Stored items:
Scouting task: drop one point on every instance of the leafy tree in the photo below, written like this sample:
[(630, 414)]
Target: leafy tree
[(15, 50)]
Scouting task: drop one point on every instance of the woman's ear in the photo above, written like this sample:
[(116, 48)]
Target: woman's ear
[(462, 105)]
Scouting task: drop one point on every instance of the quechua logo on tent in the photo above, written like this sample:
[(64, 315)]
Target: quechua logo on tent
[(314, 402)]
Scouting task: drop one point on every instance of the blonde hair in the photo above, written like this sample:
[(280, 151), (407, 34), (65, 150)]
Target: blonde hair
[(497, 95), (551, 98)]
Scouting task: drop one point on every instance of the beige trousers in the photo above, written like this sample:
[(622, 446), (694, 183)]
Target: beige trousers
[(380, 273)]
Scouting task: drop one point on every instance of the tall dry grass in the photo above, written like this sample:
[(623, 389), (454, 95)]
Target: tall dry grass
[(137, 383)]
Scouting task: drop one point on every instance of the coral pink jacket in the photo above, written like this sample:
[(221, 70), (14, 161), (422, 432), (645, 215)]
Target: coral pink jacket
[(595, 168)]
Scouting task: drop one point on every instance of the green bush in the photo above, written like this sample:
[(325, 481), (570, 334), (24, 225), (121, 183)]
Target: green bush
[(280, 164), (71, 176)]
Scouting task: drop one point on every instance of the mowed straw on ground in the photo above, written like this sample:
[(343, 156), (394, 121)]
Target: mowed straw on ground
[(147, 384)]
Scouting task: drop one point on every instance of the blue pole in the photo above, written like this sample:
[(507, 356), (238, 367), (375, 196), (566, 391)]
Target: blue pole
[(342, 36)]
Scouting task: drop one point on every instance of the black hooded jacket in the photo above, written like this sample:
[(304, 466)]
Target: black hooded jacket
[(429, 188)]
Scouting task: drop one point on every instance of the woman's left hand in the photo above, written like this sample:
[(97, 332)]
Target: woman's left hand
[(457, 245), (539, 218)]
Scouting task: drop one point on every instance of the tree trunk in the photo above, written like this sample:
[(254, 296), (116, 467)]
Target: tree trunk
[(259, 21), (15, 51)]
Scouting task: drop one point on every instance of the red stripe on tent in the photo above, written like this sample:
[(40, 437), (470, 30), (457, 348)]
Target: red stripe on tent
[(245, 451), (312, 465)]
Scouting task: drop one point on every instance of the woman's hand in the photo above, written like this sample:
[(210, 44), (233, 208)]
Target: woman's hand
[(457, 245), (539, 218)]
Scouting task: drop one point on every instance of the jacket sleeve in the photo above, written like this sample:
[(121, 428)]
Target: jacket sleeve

What is needed » Could you copy exactly the lines from the one containing "Scouting task: drop one point on every instance of the jacket" through the end of the records above, and nothing more?

Task output »
Scouting task: drop one point on every instance of the jacket sleeve in the photo above, written like this sample:
[(121, 428)]
Target: jacket sleeve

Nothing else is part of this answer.